Dataset records:
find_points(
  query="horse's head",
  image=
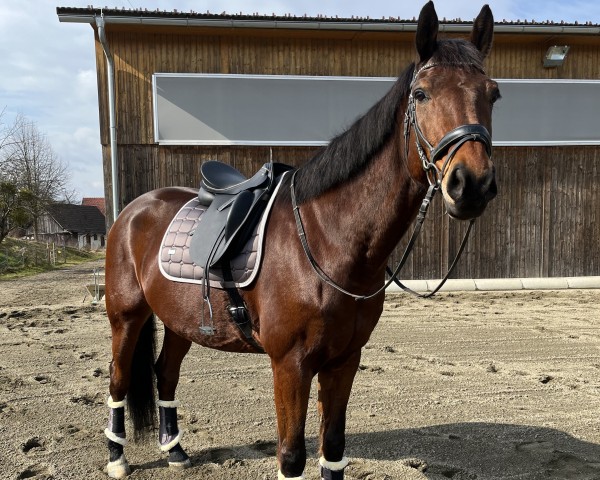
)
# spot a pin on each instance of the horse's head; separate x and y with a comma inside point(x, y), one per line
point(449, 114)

==

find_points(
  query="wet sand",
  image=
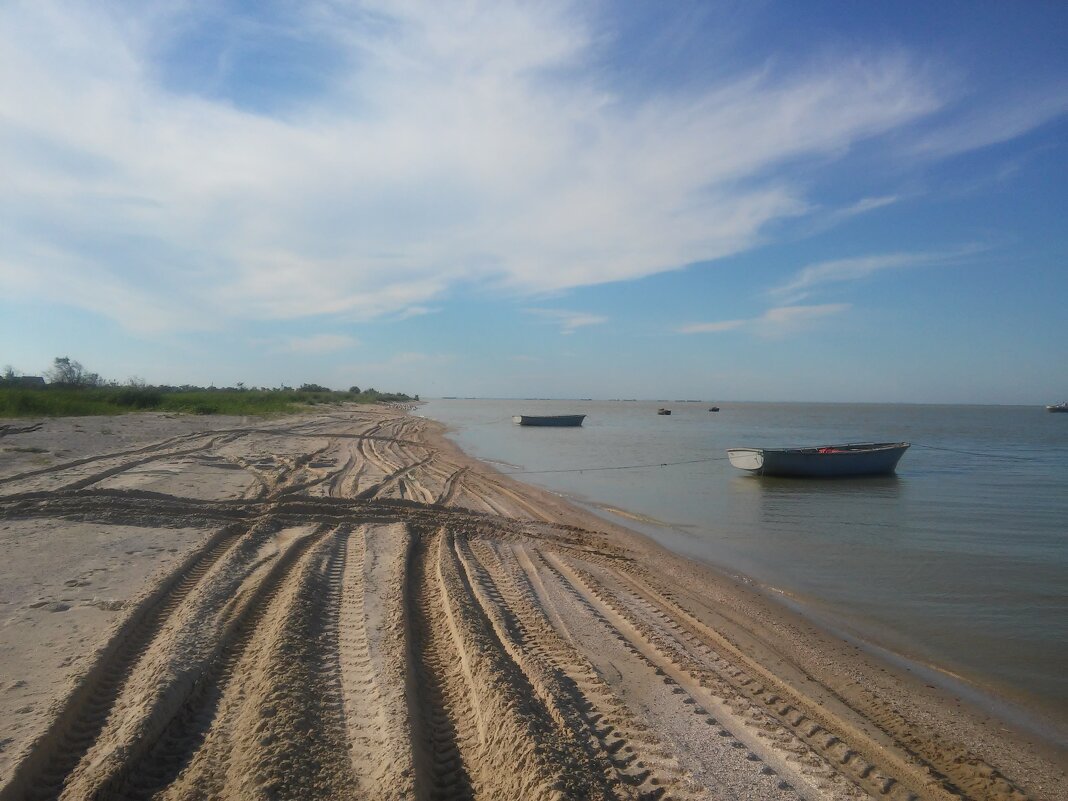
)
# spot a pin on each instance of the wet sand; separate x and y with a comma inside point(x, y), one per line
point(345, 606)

==

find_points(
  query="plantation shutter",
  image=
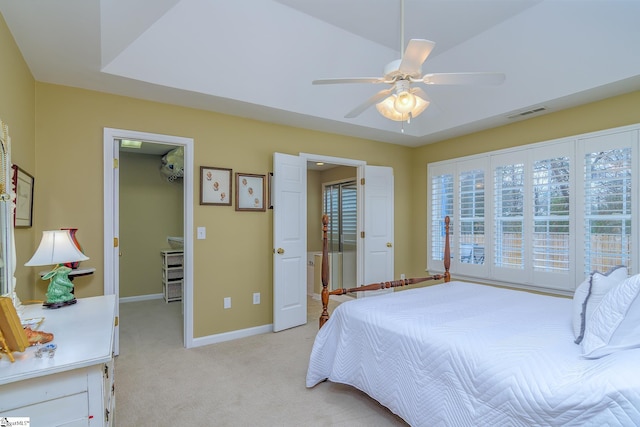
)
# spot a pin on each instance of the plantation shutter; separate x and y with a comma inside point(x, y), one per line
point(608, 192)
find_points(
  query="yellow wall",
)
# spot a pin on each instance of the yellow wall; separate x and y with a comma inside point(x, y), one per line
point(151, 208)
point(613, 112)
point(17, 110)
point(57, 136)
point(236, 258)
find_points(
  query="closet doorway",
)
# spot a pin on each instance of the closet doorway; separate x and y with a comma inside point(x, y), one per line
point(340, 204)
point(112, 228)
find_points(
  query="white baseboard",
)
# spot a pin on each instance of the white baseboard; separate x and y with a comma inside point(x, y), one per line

Work instructions:
Filter the listing above down to the lines containing the string "sand", and output those lines unchanged.

Finished task:
  query="wet sand",
# spot a pin on each instance of the wet sand; separate x and y with a comma inside point(x, y), one per line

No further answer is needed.